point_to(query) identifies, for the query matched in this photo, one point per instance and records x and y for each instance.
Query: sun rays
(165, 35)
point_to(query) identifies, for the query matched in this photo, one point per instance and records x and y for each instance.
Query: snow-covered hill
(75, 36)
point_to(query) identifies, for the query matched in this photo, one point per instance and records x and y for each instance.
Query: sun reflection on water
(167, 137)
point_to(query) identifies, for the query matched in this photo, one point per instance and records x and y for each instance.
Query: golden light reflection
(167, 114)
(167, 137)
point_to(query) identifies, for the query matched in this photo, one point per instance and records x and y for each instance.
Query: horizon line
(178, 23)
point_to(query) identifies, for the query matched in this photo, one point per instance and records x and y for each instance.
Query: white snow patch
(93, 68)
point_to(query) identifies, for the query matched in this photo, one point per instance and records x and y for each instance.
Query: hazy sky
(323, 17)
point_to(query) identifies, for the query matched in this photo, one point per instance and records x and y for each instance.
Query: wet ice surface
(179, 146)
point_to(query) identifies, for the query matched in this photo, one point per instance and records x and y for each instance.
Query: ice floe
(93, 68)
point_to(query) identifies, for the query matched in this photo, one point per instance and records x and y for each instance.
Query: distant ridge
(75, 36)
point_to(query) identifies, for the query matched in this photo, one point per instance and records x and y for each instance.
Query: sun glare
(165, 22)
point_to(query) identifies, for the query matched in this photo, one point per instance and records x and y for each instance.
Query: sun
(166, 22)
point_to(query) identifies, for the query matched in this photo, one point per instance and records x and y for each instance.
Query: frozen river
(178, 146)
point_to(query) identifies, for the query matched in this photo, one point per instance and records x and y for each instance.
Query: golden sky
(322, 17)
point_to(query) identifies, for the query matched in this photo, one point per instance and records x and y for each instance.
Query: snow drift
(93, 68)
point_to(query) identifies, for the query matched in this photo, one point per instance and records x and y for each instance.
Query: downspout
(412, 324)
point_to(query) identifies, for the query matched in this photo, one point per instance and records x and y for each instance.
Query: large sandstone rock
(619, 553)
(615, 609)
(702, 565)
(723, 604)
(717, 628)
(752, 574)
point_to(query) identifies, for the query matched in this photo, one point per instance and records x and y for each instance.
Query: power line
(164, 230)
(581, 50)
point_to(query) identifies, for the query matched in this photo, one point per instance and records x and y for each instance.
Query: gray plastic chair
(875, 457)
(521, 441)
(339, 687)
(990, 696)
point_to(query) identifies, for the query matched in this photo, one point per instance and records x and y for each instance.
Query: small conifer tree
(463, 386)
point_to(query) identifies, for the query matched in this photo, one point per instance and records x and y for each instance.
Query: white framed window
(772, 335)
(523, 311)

Work instructions:
Output every line of the data again, exactly.

Output of the exercise:
point_to(query) identifies, for the query matched in this photo, one point per instance and records x and y for each instance.
Query: sun rays
(165, 35)
point_to(query) identifies, for the query matched in this photo, one point per instance and records x and y for each instance.
Query: snow-covered hill
(75, 36)
point_to(query) identifies, for the query matched in this photo, one point per instance and records x and y for each instance.
Query: sun reflection on water
(167, 137)
point_to(query) identifies, for the query matched in this photo, one point per instance and records x and y for each instance.
Query: golden light reflection
(167, 114)
(167, 137)
point_to(query) identifies, for the query matched in this photo, one point per instance and records x and y for each instance.
Query: horizon line
(178, 23)
point_to(query) identifies, for the query matched in this photo, one point per instance and records x and y for each instance.
Query: white snow patch
(93, 68)
point_to(query) identifies, for the query matched in this photo, one point per instance and records x and y for each instance.
Query: hazy sky
(323, 17)
point_to(query) identifies, for the query matched in this photo, one point per instance and records x and y for each instance.
Query: wet ice surface
(179, 146)
point_to(query) identifies, for the query matched in this photo, one point per instance and records x and y for each instance.
Query: ice floe
(93, 68)
point_to(query) identifies, for the query matched in this photo, one point per instance and records x and y for each instance.
Query: distant ridge
(75, 36)
point_to(query) identifies, for the query matched in this photo, one point per instance and records x and y for each instance.
Query: sun glare
(165, 22)
point_to(query) identifies, for the query matched in this photo, one point per instance and records x and y for each instance.
Query: sun
(166, 22)
point_to(query) identifies, for the query matched in this photo, one point per instance and records x and y for each instance.
Query: frozen river
(178, 146)
point_to(query) identifies, for the query matched in this photo, one point per instance and records x and y for each instance.
Query: golden sky
(322, 17)
point_to(query) identifies, for the query matched in this photo, one point per instance and records x and y for each instance.
Query: snow drift
(93, 68)
point_to(query) identifies, for the query matched in this photo, one point per instance and records x and y for each instance.
Query: downspout
(412, 324)
point_to(query) identifies, for the query matched in this photo, one point per instance and records x and y for each instance.
Query: large sandstone rock
(619, 553)
(615, 609)
(702, 565)
(723, 604)
(717, 628)
(752, 574)
point_to(query) identifies, for the query matched in this photo, one point per instance and records x and y for each instance.
Query: power line
(164, 230)
(581, 50)
point_to(query) identifies, for the query matched in this photo, one point per instance and records x and y for each instance.
Query: gray plastic chair
(875, 457)
(521, 441)
(339, 687)
(990, 696)
point_to(query) identifies, for the query matched in this photo, one point per instance and records x and y for each instance.
Query: small conifer tree
(463, 386)
point_to(query) identifies, for the query matched in this photo, one point per instance and records x and y for each instance.
Query: white framed window
(772, 335)
(523, 311)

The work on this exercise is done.